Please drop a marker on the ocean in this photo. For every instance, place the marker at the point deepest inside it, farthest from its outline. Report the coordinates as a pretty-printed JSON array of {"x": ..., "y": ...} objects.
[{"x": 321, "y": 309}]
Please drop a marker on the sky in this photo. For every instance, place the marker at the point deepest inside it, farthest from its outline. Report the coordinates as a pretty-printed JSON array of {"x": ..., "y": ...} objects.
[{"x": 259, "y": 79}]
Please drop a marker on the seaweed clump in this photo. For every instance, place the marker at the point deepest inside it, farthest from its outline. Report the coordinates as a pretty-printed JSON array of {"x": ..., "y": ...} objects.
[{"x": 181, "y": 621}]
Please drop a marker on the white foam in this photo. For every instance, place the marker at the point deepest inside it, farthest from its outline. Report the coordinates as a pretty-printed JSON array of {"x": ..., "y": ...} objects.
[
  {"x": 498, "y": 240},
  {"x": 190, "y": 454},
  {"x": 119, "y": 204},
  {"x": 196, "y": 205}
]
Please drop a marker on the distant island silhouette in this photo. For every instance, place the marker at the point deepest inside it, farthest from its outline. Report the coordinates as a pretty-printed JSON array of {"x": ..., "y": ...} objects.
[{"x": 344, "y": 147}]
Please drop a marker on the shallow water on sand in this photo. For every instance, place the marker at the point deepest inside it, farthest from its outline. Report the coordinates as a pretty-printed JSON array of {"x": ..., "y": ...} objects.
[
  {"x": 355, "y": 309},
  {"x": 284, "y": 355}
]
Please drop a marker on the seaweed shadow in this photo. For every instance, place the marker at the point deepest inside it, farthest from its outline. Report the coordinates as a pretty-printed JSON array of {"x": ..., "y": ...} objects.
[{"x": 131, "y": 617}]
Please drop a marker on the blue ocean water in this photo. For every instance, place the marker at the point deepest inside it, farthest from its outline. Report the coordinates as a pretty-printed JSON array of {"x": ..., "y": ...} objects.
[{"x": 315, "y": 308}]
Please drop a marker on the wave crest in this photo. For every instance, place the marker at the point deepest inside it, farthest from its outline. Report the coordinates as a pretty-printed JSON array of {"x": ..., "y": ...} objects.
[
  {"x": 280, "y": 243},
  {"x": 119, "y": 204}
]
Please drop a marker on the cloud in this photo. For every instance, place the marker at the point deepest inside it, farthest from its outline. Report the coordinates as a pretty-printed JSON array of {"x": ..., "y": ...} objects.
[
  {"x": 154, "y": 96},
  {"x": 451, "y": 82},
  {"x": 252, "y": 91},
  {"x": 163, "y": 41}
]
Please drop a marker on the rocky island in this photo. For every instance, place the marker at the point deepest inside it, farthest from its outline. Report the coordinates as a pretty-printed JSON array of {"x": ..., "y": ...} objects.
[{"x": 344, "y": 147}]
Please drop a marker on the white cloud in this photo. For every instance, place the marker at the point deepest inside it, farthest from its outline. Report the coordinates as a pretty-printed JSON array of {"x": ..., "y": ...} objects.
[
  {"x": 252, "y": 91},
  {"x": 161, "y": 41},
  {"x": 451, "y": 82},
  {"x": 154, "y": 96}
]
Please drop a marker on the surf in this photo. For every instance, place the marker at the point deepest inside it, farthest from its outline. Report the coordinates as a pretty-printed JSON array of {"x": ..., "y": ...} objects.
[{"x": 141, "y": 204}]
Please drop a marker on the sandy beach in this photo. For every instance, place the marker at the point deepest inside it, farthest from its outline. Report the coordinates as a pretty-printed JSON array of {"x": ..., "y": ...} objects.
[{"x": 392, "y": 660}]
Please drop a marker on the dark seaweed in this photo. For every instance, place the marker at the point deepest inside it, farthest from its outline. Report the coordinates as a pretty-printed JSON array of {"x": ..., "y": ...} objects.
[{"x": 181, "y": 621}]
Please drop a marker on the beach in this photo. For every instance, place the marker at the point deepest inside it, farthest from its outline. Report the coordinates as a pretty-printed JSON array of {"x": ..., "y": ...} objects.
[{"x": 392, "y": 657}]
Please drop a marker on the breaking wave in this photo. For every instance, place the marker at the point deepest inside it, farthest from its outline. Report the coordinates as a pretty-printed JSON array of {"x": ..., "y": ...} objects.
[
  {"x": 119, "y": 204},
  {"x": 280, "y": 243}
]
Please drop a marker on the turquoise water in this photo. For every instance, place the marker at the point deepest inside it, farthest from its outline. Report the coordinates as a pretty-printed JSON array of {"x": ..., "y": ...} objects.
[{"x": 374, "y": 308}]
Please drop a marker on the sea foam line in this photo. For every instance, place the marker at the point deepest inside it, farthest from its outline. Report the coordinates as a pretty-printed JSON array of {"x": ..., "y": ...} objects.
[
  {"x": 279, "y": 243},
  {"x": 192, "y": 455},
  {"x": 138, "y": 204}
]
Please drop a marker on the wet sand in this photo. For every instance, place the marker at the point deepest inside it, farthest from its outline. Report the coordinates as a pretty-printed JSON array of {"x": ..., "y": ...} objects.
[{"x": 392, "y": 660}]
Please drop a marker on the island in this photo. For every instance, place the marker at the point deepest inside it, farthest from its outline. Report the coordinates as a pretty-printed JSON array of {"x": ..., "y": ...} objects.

▶ Goal:
Reproduce each line verbatim.

▶ In response:
Please drop a marker on the ocean in this photo. For every instance, place the marker at the point deepest inside it, farthest from its outline. Report the coordinates as a pretty-printed JSON array of {"x": ..., "y": ...} objects.
[{"x": 321, "y": 309}]
Please drop a marker on the sky in this photo. For every instance, place the marker at the point deepest inside it, farthest from its outline. Report the coordinates as a pretty-printed JSON array of {"x": ..., "y": ...} objects.
[{"x": 259, "y": 79}]
Please drop a marker on the seaweed clump in this photo. For every instance, place the marker at the point deepest inside it, farthest from its outline. Report the coordinates as a pretty-printed JSON array of {"x": ..., "y": ...} objects.
[{"x": 181, "y": 621}]
Please drop a marker on the white foam in this photo. For every instance, place the marker at the point deepest inside it, farthest from its outline. Report the coordinates as a pretty-printed JSON array of {"x": ..., "y": ...} objects.
[
  {"x": 498, "y": 240},
  {"x": 190, "y": 454},
  {"x": 119, "y": 204},
  {"x": 196, "y": 205}
]
Please drop a marker on the distant island silhouette in this photo. For every instance, place the marker at the point deepest inside it, farthest from its outline. Report the coordinates as a pretty-printed JSON array of {"x": ..., "y": ...} objects.
[{"x": 344, "y": 147}]
Please drop a marker on the shallow water on sand in this photo. For every instance, place the marker at the point deepest inside it, farthest from its outline. Report the coordinates as a pretty-printed JSON array of {"x": ..., "y": ...} objects.
[
  {"x": 355, "y": 309},
  {"x": 284, "y": 355}
]
Please drop a marker on the seaweed shadow in this photo. For every instance, place the marker at the point deepest inside it, farthest from its outline. Report the coordinates as a pretty-printed JSON array of {"x": ..., "y": ...} objects.
[{"x": 131, "y": 617}]
Please drop a marker on the blue ocean water in this photo. For every instance, place the marker at the point deepest inside it, farthest from its outline. Report the coordinates as a pretty-printed JSON array of {"x": ..., "y": ...} objects.
[{"x": 315, "y": 308}]
Please drop a marker on the wave crest in this photo. For every instance, place the marker at the point deepest inside it, farthest from its outline. Report the coordinates as a pretty-printed JSON array of {"x": ..., "y": ...} objects.
[
  {"x": 280, "y": 243},
  {"x": 119, "y": 204}
]
Please drop a marker on the cloud in this photo. For every instance, place the marker at the point deepest inside it, farthest from its outline. Report the coordinates as a pretty-printed JSON array of {"x": ..., "y": ...} objects.
[
  {"x": 154, "y": 96},
  {"x": 451, "y": 82},
  {"x": 252, "y": 91},
  {"x": 163, "y": 41}
]
Please drop a marker on the rocky island in this photo. For every instance, place the marker at the point deepest inside it, farthest from its outline. Report the coordinates as a pretty-printed JSON array of {"x": ..., "y": ...} objects.
[{"x": 344, "y": 147}]
Please drop a marker on the white cloud in this photo. For every instance, place the marker at the point deepest inside it, farthest from its outline. Report the coordinates as a pretty-printed JSON array of {"x": ..., "y": ...} objects.
[
  {"x": 252, "y": 91},
  {"x": 161, "y": 41},
  {"x": 451, "y": 82},
  {"x": 154, "y": 96}
]
Please drop a marker on the surf in this photo. For every instance, place the marker at the point deepest inside it, farthest from its outline. Report the coordinates as a pretty-printed JSON array of {"x": ..., "y": ...} objects.
[{"x": 141, "y": 204}]
Please drop a marker on the sandy beach in this photo. For every instance, place the marker at the point deepest inside it, farthest from its outline. Report the coordinates as a pretty-printed JSON array of {"x": ..., "y": ...} objects.
[{"x": 392, "y": 660}]
Please drop a marker on the dark seaweed in this photo. For every instance, place the marker at the point deepest inside it, farthest from its outline. Report the coordinates as a pretty-printed JSON array of {"x": ..., "y": ...} objects.
[{"x": 181, "y": 621}]
Please drop a marker on the beach in this photo. For every instance, place the marker at the point deepest inside it, farthest from its outline. Report the coordinates as a pretty-printed JSON array of {"x": ..., "y": ...} objects.
[{"x": 392, "y": 657}]
Please drop a marker on the breaking wave in this photo. For every instance, place the marker at the point deepest inside it, farthest from its outline. Report the coordinates as a pretty-printed JSON array of {"x": ..., "y": ...} objects.
[
  {"x": 119, "y": 204},
  {"x": 280, "y": 243}
]
Please drop a marker on the turquoise water in this photo. For every instance, place the marker at the point deepest inside it, farthest from its outline. Report the coordinates as a pretty-printed JSON array of {"x": ..., "y": ...} objects.
[{"x": 374, "y": 308}]
Please drop a marker on the sea foam line in this photo. For every instance, place the marker at the point deepest inside it, farthest from its outline. Report the coordinates as a pretty-printed JSON array of {"x": ..., "y": ...} objects.
[
  {"x": 279, "y": 243},
  {"x": 192, "y": 455},
  {"x": 138, "y": 204}
]
Please drop a marker on the wet sand in this photo. For every instance, place the marker at the point deepest inside it, farthest from its outline. Report the coordinates as a pretty-printed JSON array of {"x": ..., "y": ...} objects.
[{"x": 392, "y": 660}]
Please drop a marker on the island in this photo. For every instance, place the marker at the point deepest inside it, farthest from its outline. Report the coordinates as a pretty-printed JSON array of {"x": ..., "y": ...} objects.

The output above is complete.